Задание: Пожалуйста, выпишите без изменений отрывок из текста о снайперах между словами «Мы добились того, что» и «что вернешься живым.» включительно.

Исходный текст:
====================

Много способов приходилось применять, чтобы вызвать снайпера на огонь. Применяли стекло, жестянки – все, что было под рукой. У нас не было особых приспособлений, а когда обнаружишь снайпера, то начинается так называемая снайперская дуэль. Вы в прицел видите снайпера, его глаза, его цвет волос, но и он вас видит. Здесь все решает доля секунды. После такой снайперской дуэли человек на несколько часов выходит из строя, он настолько устает, что из него трудно что-либо еще выжать.

Мы добились того, что гитлеровцы не передвигались в дневное время по своим позициям. Но теперь фашистов надо было уже искать, чтобы уничтожить. Ведь каждый уничтоженный солдат или офицер вермахта – это психическое воздействие на врага. Значит, требовалось найти новый метод работы, и мы его нашли – снайперские засады. Уходили на 500–800 метров в тыл противника. Идешь ночью, вроде бы на линии фронта спокойно, а кожа у тебя становится дыбом. В засады ходили только добровольцы, поскольку имелось мало шансов – не более десяти из ста, – что вернешься живым.

====================

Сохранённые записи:
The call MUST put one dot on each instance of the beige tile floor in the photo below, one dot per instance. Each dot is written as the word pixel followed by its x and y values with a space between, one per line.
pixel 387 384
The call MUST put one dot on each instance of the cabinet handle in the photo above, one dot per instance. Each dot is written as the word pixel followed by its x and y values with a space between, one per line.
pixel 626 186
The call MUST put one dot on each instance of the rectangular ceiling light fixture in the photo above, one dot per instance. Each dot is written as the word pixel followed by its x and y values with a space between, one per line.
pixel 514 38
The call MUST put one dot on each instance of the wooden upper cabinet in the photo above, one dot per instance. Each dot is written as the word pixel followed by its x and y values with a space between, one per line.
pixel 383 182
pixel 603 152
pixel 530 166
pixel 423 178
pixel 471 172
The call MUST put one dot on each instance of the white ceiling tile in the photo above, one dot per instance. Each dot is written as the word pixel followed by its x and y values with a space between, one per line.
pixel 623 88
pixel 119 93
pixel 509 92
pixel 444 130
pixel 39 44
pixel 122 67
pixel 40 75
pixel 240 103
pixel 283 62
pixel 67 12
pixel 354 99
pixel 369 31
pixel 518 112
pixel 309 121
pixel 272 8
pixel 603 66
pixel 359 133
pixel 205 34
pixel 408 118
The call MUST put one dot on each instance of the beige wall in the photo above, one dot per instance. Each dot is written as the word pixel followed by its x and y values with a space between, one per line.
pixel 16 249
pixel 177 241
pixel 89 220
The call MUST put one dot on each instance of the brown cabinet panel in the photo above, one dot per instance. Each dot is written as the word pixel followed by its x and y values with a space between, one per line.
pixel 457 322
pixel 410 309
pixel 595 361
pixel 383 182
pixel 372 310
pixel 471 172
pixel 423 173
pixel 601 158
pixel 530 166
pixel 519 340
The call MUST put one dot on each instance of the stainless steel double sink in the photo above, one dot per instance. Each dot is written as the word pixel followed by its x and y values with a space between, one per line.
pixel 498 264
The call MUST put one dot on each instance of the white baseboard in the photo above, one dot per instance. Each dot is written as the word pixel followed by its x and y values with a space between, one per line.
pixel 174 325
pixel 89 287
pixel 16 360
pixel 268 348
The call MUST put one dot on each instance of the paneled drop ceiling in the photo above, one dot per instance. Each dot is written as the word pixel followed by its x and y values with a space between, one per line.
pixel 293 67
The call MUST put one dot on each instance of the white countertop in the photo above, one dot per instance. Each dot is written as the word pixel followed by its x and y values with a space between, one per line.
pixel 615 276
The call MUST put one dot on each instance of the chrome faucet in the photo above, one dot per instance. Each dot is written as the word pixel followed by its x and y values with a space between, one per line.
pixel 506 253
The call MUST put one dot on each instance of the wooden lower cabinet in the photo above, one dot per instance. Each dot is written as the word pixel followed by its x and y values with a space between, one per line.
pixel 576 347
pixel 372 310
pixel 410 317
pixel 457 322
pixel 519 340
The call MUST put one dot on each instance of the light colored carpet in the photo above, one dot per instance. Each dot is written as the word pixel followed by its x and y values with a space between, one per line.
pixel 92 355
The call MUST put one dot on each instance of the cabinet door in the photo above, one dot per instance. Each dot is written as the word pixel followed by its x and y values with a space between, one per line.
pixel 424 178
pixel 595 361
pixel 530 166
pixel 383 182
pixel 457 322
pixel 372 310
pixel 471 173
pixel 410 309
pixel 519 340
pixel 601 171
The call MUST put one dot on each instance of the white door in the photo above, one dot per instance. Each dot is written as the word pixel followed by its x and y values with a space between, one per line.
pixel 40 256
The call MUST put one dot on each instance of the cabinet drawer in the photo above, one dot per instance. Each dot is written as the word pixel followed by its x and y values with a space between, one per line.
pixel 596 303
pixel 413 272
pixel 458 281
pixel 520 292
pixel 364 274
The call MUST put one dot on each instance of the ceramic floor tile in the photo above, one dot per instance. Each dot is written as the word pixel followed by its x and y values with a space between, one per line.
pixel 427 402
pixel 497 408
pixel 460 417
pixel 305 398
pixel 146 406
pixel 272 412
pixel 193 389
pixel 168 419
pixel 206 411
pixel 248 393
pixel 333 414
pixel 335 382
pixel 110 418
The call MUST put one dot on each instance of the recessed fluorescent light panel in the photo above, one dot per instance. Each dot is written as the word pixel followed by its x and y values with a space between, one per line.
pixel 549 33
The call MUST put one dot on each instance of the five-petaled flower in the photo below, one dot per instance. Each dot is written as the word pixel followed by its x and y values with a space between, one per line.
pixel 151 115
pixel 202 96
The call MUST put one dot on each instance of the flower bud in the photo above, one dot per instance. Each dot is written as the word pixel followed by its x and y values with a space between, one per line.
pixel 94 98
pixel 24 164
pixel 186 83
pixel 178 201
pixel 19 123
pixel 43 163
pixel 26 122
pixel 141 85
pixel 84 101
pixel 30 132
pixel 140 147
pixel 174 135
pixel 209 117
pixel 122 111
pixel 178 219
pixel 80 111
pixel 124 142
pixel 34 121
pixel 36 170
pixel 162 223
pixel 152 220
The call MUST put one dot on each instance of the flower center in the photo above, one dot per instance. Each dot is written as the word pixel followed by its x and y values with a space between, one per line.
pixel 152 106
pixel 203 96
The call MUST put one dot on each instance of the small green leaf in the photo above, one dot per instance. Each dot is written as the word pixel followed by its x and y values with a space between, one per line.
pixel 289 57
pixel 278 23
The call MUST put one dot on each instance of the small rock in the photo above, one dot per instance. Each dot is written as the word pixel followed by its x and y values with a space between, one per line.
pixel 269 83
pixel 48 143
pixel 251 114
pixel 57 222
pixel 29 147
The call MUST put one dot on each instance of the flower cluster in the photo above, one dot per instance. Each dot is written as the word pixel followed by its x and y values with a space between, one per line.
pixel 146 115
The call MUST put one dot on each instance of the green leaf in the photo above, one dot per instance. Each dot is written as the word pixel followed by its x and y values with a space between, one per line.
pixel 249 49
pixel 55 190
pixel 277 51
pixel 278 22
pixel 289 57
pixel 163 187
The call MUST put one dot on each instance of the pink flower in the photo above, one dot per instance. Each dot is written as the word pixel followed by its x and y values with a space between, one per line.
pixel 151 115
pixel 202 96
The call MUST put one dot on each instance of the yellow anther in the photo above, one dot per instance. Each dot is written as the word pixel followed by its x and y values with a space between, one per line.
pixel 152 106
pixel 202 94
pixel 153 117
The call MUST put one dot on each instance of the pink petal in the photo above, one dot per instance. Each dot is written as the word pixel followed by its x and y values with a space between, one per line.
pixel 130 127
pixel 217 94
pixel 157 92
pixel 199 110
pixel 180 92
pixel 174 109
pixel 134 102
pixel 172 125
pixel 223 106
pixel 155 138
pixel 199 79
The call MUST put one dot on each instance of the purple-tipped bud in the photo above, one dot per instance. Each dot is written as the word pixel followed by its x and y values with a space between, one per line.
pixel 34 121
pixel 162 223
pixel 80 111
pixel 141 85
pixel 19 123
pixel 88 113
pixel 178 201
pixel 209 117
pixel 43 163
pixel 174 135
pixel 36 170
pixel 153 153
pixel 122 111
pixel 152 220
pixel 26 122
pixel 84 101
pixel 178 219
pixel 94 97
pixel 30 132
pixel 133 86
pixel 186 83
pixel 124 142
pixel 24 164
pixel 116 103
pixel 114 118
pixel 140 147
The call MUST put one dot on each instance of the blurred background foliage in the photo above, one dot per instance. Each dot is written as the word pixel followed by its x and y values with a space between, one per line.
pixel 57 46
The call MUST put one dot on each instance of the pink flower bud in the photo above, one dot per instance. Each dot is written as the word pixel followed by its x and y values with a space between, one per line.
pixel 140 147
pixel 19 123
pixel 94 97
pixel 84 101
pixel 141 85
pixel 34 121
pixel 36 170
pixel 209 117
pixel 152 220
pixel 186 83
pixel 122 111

====================

Решение задачи:
Мы добились того, что гитлеровцы не передвигались в дневное время по своим позициям. Но теперь фашистов надо было уже искать, чтобы уничтожить. Ведь каждый уничтоженный солдат или офицер вермахта – это психическое воздействие на врага. Значит, требовалось найти новый метод работы, и мы его нашли – снайперские засады. Уходили на 500–800 метров в тыл противника. Идешь ночью, вроде бы на линии фронта спокойно, а кожа у тебя становится дыбом. В засады ходили только добровольцы, поскольку имелось мало шансов – не более десяти из ста, – что вернешься живым.